TASK: Rewrite the data from its start through the line holding "[501,198,604,451]", inclusive, and raise every bounding-box coordinate in the answers by 60 while keeping all other lines unchanged. Leave the pictures out.

[A sequence of records]
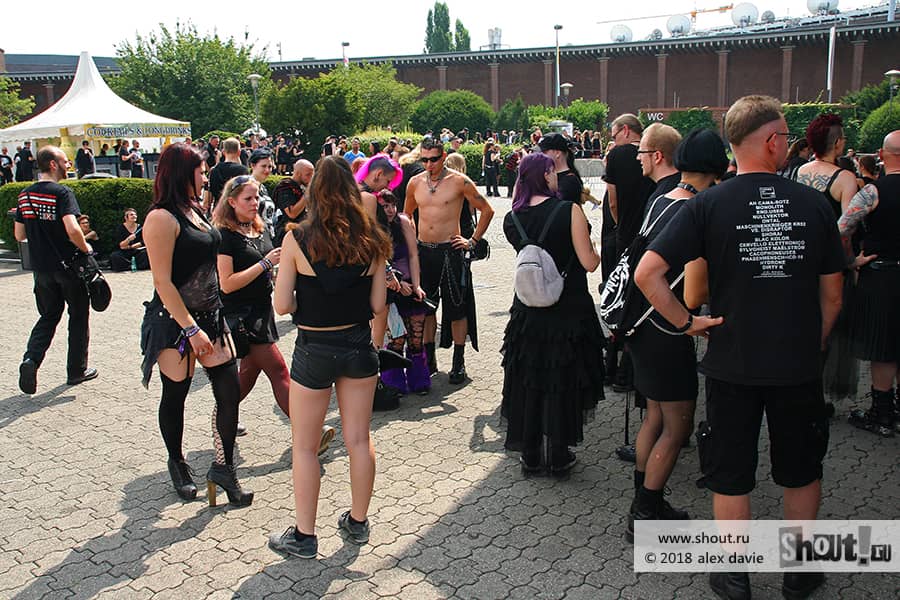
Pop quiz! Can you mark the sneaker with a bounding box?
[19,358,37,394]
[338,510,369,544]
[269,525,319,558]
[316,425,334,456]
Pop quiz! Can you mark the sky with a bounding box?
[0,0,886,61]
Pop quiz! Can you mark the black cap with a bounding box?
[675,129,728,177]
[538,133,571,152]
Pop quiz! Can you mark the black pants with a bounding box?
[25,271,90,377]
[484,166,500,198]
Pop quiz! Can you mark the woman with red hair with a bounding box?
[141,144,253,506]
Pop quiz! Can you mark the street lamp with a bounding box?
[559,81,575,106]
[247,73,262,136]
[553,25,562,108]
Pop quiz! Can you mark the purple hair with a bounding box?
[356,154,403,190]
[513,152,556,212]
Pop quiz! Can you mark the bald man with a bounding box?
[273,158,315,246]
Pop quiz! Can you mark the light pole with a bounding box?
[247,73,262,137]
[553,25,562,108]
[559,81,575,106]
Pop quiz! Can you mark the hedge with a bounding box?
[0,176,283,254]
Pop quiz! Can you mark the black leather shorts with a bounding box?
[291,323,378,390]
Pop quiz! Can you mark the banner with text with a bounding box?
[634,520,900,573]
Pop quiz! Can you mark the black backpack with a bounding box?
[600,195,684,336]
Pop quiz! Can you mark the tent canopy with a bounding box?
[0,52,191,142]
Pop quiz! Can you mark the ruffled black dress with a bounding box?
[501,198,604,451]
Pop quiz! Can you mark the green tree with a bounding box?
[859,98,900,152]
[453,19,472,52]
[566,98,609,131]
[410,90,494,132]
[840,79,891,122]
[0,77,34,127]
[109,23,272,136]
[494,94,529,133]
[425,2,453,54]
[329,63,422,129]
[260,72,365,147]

RESULT:
Pop quiz! Can you mark the sneaker with a bounding box?
[79,418,97,454]
[398,570,429,604]
[329,585,379,618]
[376,485,394,516]
Pop quiz! Can you mark the sky with a bounding box?
[60,60,946,121]
Pop quiz! Can you mark the black cap with a bounding box?
[735,189,788,237]
[598,193,631,212]
Pop quiz! Can you mark the black pants with a bounding box?
[85,331,150,437]
[544,226,560,258]
Pop quiz! Can you mark the woman with red hair with a bounding box?
[201,204,313,566]
Pop quiz! Can you mark the street lamp with a bounding box?
[619,141,635,166]
[307,133,322,196]
[613,85,622,168]
Pop quiz! Can you mark the purple hair with a bounding box?
[416,214,463,250]
[573,212,616,272]
Pop quiz! Can you mark the bald man with a bounding box?
[333,218,375,306]
Pop quiz! Can you mark the light pole with a bounding box?
[307,133,322,197]
[613,85,622,168]
[619,141,635,166]
Pop quiz! Can you mark the hedge with a bounding box?
[60,236,343,314]
Pop quiz! Can you mark the black leather shorts with a bounding box?
[351,383,438,450]
Pop quiz! Can you mark the banner with text with a bounding box?
[694,580,960,633]
Pop quiz! Can you mark the black backpack with a bounding box?
[660,255,744,396]
Pop quiz! Can you mark the tent canopy with a bounding box?
[60,112,251,202]
Pop quiz! Can you mark the ruffled black dress with a bounding box?
[561,258,664,511]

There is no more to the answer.